[Saved data entries]
:::::
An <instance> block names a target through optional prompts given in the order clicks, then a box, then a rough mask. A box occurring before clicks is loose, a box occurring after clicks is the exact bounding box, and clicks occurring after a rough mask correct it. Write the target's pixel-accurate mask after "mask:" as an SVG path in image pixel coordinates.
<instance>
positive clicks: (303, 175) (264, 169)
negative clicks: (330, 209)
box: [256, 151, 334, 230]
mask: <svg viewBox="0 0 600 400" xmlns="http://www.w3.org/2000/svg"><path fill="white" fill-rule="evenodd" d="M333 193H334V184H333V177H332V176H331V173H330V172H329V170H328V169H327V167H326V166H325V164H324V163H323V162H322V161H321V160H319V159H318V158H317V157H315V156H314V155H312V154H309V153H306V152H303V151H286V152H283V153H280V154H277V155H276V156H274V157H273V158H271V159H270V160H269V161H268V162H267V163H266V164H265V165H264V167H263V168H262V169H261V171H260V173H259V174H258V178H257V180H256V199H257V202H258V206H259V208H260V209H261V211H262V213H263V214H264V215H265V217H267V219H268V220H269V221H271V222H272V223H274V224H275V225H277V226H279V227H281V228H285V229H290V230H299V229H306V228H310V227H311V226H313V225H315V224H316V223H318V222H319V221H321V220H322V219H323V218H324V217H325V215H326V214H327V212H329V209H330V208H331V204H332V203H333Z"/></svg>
:::::
THE TASK. The response should consist of all the entries, transcribed exactly.

ANSWER BELOW.
An <instance> block names a target through optional prompts given in the order clicks, then a box, then a rough mask. A box occurring before clicks is loose, a box occurring after clicks is the exact bounding box, and clicks occurring after a rough mask correct it. Write the target's pixel-accurate mask after "mask:" as an SVG path in image pixel coordinates.
<instance>
positive clicks: (303, 175) (264, 169)
negative clicks: (330, 209)
box: [256, 151, 334, 230]
mask: <svg viewBox="0 0 600 400" xmlns="http://www.w3.org/2000/svg"><path fill="white" fill-rule="evenodd" d="M333 193H334V184H333V177H332V176H331V173H330V172H329V170H328V169H327V167H326V166H325V164H324V163H323V162H322V161H321V160H319V159H318V158H317V157H315V156H314V155H312V154H309V153H306V152H303V151H286V152H283V153H280V154H277V155H276V156H274V157H273V158H271V159H270V160H269V161H268V162H267V163H266V164H265V165H264V167H263V168H262V169H261V171H260V173H259V174H258V178H257V180H256V199H257V202H258V206H259V208H260V209H261V211H262V213H263V214H264V215H265V217H267V219H268V220H269V221H271V222H272V223H274V224H275V225H277V226H279V227H281V228H285V229H290V230H299V229H306V228H310V227H311V226H313V225H315V224H316V223H318V222H319V221H321V220H322V219H323V218H324V217H325V215H326V214H327V212H329V209H330V208H331V204H332V203H333Z"/></svg>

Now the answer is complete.